> **Required work**: Copy out everything from the start of the records down to the line containing "[271,451,386,578]", word for word, with both of those ends included. Leave the pictures out of your answer.
** Begin Listed records **
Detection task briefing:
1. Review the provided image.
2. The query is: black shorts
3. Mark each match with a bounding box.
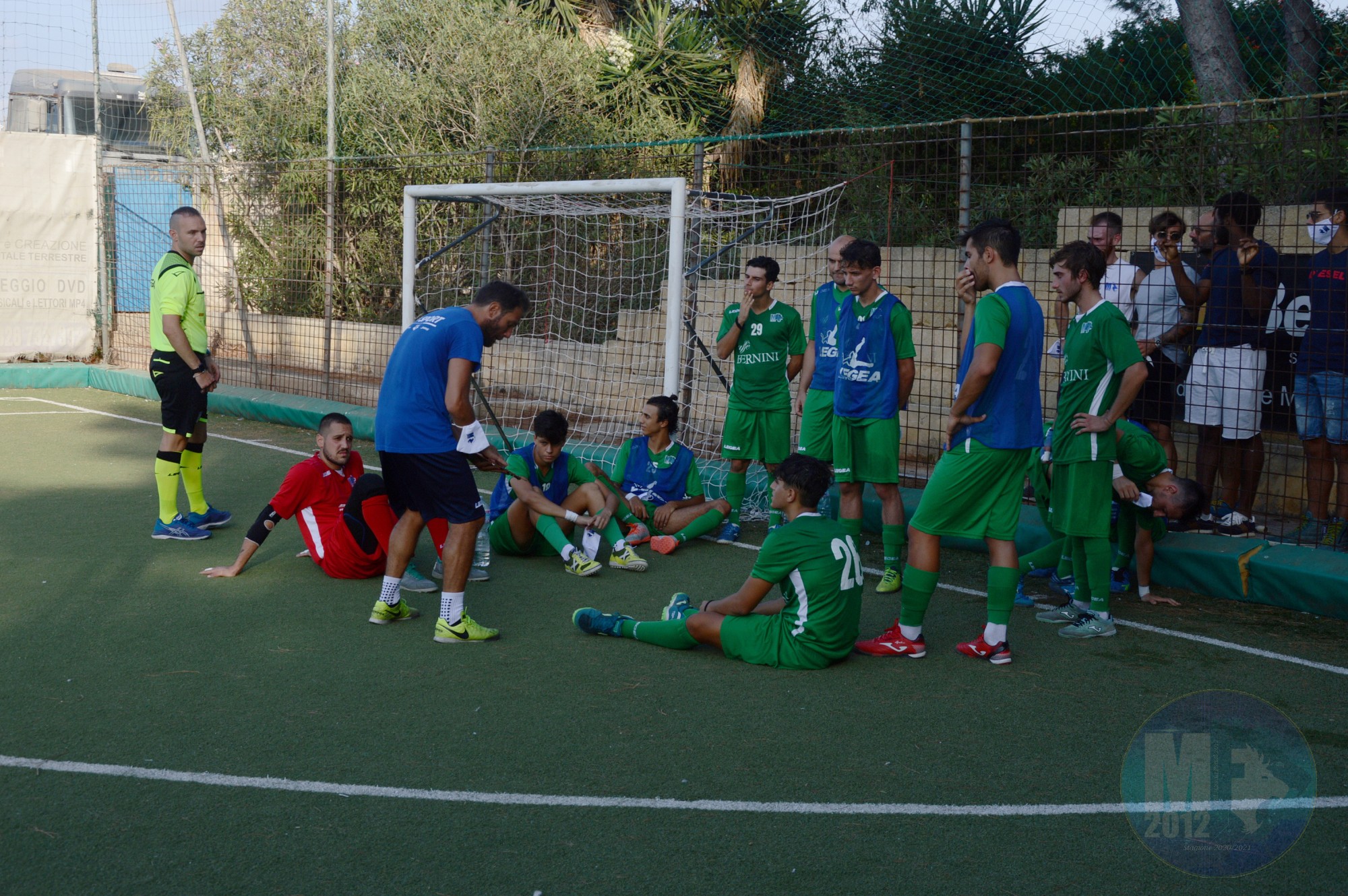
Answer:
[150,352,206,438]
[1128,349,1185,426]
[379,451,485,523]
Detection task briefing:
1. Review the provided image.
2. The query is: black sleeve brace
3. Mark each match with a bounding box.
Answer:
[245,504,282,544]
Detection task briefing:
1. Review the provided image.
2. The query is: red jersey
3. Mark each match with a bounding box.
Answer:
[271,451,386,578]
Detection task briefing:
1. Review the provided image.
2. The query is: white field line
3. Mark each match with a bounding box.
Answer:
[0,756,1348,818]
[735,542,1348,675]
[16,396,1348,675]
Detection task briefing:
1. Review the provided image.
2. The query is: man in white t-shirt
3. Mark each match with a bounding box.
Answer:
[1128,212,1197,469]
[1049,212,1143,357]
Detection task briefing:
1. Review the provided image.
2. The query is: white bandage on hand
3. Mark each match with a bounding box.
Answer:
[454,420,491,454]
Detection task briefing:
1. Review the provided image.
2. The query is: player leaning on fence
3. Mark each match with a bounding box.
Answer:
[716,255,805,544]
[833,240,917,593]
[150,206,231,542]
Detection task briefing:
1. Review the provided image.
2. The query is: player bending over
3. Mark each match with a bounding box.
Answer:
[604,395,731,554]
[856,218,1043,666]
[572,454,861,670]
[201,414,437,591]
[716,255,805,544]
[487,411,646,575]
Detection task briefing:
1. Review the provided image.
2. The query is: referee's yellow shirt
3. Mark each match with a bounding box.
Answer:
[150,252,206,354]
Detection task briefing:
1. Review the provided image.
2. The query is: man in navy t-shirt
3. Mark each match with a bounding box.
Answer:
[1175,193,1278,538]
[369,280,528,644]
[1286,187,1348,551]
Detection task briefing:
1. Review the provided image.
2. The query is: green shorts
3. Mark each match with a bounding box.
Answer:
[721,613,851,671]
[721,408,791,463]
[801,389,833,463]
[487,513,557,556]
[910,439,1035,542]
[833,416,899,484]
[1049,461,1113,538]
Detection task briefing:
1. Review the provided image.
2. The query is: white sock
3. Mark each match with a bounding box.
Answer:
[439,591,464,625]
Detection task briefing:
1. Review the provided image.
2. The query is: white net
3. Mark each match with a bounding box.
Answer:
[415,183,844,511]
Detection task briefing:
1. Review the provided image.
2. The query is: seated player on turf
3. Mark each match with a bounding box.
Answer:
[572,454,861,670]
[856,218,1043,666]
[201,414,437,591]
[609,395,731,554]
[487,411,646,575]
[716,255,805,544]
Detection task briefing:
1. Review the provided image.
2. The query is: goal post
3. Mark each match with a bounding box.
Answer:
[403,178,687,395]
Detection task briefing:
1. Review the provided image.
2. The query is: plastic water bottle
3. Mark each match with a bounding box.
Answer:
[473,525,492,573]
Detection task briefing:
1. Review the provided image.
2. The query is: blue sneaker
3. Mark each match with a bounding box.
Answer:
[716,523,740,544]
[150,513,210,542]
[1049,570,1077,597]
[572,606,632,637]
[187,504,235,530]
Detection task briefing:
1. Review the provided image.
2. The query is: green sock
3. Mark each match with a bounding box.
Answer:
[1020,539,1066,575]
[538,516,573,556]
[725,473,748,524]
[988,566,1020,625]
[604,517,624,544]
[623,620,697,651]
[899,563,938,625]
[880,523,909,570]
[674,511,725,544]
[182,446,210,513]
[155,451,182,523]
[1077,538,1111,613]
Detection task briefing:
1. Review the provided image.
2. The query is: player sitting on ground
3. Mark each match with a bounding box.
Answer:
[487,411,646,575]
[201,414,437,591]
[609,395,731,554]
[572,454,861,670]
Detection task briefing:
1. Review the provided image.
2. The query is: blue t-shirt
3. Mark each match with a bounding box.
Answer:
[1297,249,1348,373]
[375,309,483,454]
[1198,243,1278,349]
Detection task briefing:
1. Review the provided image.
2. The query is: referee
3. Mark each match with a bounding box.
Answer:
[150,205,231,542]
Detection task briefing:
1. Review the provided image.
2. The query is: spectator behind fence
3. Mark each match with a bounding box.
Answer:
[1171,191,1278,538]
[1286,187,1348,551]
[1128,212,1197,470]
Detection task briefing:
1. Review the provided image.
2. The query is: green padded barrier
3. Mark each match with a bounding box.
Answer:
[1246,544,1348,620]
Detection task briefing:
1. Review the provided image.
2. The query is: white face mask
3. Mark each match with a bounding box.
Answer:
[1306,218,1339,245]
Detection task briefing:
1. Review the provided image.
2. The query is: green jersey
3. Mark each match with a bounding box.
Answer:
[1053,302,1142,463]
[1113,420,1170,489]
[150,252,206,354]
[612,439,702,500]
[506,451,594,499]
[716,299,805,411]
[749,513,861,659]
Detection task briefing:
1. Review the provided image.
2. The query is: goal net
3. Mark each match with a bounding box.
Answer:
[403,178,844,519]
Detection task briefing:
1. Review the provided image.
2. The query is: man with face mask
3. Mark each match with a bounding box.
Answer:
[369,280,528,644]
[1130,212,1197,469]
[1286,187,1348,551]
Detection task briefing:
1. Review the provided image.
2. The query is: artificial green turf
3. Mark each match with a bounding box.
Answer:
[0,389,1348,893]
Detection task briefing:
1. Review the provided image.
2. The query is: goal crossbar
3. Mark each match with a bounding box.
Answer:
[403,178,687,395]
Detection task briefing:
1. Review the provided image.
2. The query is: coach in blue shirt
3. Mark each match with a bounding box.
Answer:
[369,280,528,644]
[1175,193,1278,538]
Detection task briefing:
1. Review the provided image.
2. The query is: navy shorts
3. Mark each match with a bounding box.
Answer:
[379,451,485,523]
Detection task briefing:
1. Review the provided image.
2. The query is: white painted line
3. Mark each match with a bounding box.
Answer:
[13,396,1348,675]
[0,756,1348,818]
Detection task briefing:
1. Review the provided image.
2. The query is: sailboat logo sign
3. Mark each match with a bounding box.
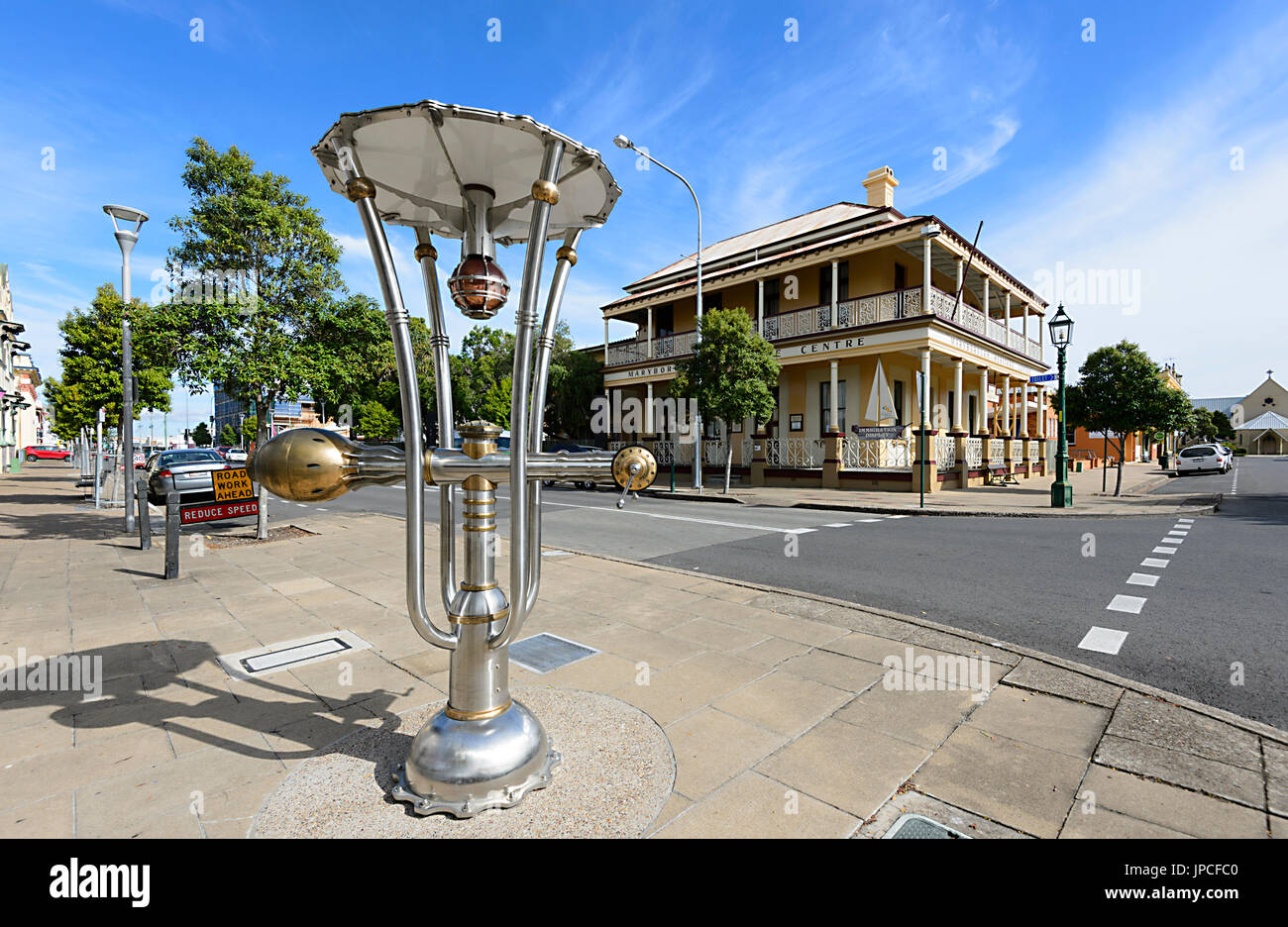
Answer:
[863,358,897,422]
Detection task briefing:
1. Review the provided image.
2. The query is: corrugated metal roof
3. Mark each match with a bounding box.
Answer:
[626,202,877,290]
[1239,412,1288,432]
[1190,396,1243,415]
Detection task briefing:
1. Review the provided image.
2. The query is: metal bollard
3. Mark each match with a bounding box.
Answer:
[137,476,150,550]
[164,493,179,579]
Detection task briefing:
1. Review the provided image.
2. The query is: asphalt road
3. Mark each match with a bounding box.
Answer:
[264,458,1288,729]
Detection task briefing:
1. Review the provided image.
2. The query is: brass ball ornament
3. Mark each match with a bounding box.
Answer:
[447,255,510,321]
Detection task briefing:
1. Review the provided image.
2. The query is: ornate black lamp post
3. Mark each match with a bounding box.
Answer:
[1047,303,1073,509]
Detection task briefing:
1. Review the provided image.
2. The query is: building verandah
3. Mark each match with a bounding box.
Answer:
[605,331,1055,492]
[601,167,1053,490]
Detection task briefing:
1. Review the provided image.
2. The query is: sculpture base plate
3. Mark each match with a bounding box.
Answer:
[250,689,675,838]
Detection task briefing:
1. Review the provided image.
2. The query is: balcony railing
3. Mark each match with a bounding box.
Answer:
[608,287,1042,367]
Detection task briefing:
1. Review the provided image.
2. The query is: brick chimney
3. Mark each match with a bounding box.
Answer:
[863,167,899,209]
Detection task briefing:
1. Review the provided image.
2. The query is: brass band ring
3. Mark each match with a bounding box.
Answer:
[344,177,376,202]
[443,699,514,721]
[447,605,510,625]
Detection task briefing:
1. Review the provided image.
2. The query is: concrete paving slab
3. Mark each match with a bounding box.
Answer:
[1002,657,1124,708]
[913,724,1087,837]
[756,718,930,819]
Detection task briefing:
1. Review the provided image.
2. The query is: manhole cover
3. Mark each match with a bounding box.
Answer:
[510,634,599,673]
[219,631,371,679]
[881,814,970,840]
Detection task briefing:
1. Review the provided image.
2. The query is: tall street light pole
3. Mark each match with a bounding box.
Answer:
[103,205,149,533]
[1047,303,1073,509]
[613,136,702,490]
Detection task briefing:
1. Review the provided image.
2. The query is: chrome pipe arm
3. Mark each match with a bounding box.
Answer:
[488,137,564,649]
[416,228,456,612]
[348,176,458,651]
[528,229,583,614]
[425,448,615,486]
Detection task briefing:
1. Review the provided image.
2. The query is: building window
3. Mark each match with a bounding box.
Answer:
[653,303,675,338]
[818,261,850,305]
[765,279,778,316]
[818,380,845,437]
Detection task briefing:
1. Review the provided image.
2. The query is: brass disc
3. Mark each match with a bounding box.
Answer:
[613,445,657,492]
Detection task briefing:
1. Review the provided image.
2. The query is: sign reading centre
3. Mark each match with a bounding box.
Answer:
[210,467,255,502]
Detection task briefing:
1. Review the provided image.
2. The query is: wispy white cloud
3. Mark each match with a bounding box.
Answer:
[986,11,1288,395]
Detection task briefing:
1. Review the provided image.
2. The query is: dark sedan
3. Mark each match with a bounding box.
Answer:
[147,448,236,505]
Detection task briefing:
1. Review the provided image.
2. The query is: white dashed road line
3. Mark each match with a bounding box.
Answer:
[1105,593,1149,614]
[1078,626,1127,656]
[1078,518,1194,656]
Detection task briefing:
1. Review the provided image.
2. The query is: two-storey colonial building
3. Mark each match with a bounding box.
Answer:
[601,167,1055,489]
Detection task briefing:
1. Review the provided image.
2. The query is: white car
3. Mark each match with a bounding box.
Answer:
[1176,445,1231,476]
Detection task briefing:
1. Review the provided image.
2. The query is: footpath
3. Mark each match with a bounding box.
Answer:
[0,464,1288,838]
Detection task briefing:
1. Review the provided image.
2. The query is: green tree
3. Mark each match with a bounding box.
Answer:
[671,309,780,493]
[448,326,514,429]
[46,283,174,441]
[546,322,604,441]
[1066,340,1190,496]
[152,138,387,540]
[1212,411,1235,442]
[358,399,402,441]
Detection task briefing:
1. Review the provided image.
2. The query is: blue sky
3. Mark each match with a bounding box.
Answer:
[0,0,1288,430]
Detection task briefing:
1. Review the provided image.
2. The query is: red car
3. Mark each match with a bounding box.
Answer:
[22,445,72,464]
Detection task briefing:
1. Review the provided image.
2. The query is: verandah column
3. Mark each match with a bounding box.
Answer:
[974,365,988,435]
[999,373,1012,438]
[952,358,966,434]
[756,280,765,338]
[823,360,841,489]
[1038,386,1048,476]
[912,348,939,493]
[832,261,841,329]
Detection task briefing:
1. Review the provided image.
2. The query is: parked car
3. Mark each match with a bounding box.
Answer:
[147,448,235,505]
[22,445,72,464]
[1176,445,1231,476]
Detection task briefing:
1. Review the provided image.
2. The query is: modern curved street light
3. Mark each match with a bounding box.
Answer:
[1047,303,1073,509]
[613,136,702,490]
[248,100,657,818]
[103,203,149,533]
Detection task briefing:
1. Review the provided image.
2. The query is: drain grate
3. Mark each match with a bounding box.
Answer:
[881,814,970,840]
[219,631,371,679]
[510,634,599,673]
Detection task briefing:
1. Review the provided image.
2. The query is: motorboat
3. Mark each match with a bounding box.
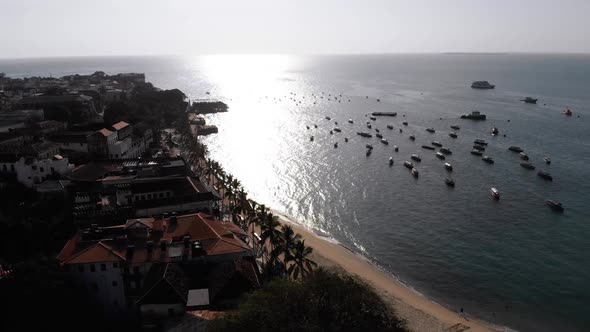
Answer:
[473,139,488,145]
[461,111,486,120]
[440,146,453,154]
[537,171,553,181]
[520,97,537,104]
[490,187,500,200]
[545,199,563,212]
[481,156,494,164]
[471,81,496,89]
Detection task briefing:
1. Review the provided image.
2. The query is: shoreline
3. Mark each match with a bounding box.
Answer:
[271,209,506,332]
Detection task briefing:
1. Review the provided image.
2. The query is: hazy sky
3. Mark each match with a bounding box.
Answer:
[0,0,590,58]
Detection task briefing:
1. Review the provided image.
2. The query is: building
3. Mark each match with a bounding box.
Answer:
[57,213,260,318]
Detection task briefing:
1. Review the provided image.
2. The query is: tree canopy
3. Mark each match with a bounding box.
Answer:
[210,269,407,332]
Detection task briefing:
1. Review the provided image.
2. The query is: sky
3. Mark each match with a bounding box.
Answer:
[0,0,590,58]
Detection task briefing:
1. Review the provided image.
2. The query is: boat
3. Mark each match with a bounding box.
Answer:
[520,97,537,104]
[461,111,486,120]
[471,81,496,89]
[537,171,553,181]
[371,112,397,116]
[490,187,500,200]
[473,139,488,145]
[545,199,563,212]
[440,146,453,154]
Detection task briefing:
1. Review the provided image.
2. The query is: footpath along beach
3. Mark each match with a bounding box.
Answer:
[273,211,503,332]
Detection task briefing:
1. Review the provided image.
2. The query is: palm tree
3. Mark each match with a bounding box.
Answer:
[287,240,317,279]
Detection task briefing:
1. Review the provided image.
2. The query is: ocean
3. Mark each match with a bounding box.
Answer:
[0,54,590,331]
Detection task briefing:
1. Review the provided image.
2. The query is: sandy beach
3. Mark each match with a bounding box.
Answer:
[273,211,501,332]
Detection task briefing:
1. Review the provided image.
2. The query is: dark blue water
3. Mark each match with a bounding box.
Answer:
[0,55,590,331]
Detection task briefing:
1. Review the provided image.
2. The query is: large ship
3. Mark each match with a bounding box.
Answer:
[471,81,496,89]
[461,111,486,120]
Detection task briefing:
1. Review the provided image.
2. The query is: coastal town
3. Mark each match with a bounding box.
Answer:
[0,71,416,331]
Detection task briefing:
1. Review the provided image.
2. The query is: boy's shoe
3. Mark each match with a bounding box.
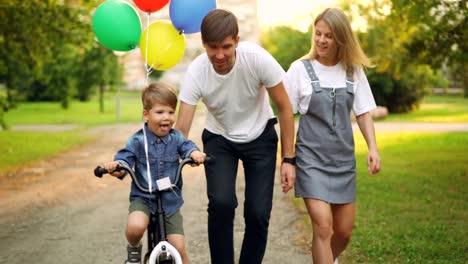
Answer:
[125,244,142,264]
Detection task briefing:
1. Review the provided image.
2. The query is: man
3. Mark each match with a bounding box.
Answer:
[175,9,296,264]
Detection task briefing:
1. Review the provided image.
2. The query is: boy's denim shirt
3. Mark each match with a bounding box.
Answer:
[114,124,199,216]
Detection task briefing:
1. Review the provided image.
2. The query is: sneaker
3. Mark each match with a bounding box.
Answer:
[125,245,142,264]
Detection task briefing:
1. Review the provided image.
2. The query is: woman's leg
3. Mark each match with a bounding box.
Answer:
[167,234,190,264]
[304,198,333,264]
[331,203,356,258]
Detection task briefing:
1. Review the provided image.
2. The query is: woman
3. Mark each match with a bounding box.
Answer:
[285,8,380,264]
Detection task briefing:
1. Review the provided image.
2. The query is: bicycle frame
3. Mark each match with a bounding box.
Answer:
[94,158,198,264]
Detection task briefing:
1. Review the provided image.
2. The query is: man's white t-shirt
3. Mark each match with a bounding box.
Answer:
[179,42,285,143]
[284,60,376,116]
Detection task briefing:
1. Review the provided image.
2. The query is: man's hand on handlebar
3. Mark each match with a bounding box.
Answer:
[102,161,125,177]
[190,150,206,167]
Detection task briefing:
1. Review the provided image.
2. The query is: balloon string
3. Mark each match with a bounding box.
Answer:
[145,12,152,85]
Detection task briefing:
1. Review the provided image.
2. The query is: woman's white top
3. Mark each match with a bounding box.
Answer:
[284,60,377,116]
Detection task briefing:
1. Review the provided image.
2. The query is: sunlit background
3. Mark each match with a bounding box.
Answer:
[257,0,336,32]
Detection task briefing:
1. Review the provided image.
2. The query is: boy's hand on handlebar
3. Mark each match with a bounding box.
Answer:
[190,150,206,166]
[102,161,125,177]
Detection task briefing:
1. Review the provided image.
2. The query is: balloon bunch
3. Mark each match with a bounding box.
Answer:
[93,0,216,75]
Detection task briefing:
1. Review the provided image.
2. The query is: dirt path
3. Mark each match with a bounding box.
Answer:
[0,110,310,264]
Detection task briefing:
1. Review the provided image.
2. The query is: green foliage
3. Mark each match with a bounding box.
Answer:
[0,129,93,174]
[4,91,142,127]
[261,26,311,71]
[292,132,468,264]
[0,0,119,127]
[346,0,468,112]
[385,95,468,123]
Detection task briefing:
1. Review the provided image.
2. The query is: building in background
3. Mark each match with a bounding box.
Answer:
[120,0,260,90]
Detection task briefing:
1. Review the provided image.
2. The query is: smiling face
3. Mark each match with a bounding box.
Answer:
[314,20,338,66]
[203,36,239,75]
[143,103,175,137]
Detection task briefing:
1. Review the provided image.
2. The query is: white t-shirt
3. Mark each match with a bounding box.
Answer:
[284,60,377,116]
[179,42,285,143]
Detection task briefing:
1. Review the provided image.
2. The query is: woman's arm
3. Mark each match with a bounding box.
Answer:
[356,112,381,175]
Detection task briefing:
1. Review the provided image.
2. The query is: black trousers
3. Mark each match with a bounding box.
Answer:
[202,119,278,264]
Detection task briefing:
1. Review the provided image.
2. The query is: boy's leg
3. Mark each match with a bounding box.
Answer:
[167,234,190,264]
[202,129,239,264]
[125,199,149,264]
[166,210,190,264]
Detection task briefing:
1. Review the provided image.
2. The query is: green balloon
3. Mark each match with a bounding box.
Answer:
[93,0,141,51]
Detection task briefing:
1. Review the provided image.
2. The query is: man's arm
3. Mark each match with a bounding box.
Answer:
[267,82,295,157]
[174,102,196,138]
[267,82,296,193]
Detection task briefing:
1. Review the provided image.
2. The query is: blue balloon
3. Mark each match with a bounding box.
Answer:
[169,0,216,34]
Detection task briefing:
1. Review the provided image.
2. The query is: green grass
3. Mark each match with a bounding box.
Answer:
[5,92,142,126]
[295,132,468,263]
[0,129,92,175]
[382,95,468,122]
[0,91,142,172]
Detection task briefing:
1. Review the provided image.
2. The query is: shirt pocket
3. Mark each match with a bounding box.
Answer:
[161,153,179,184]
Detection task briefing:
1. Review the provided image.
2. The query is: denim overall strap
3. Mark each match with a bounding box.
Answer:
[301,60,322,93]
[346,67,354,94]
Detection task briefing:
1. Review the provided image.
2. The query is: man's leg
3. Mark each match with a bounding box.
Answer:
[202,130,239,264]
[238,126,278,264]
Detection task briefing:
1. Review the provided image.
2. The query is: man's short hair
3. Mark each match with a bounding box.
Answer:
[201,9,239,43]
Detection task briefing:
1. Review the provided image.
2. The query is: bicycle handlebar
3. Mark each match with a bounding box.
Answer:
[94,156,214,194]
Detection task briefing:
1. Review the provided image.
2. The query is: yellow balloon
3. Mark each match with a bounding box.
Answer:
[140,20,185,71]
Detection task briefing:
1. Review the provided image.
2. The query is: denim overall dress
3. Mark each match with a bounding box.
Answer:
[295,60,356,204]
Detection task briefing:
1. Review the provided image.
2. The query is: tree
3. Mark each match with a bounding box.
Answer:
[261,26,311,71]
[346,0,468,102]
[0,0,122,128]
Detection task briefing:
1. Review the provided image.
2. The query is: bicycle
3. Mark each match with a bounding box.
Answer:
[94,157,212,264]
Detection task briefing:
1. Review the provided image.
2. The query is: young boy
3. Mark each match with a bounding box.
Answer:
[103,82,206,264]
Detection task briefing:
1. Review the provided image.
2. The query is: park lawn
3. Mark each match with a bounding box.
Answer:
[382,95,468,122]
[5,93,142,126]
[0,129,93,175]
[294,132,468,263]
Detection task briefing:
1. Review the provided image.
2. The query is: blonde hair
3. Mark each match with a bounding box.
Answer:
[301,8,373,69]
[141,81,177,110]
** End Listed records **
> **Solution for this problem**:
Detection task briefing:
1. Review the provided image.
2. The query is: black shorts
3. Mark each match with a bounding box.
Answer:
[150,352,206,438]
[1128,349,1185,426]
[379,451,485,523]
Detection task briefing:
1. Review the provided image.
2. The query is: black sleeve brace
3. Mark each match with a bounding box.
Answer:
[245,504,282,544]
Detection task briefing:
1. Review the provided image.
2. The query is: red jersey
3. Mark each match with a bounding box.
Answer:
[271,451,386,578]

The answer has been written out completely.